TASK REQUIREMENTS: Tally the lines in the items below that contain the string "basket", and give only that number.

SUPPLIED INFORMATION:

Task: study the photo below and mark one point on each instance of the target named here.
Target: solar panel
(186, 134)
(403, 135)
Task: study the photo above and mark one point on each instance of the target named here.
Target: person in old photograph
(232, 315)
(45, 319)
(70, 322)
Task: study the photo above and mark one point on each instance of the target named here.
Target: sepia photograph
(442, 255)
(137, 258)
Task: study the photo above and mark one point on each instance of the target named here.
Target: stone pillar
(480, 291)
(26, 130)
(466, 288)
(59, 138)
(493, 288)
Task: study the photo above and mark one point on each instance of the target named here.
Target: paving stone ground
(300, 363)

...

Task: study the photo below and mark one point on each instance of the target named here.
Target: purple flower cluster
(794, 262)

* * *

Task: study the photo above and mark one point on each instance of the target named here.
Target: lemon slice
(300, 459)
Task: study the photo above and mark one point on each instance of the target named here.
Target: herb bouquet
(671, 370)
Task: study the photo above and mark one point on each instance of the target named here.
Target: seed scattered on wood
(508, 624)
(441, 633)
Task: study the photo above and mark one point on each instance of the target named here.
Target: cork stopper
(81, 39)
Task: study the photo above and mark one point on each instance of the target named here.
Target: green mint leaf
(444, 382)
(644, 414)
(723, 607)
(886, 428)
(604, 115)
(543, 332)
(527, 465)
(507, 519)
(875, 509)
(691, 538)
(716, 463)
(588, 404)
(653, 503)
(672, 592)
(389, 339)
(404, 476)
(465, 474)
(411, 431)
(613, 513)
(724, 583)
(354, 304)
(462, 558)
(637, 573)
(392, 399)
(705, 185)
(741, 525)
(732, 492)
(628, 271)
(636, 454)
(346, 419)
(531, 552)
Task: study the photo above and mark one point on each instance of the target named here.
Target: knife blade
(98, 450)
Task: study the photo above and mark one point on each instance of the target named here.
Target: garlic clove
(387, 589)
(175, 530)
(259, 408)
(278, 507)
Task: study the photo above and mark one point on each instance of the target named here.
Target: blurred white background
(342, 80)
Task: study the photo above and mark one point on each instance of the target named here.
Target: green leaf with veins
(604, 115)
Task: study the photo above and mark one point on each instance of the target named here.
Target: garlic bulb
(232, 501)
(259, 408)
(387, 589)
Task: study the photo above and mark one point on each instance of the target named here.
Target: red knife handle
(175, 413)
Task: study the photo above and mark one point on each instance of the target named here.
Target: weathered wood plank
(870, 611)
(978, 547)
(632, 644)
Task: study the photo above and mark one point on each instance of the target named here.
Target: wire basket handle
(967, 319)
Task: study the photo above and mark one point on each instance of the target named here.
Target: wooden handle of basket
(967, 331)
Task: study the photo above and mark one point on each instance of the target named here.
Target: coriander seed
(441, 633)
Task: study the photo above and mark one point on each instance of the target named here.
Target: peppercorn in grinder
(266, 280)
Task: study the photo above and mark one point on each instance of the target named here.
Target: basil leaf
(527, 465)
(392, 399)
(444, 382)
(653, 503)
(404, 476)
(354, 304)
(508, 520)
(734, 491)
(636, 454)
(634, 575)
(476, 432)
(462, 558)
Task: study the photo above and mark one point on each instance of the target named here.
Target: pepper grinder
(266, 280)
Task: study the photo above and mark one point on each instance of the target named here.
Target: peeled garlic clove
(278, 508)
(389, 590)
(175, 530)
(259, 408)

TASK RESPONSE: 2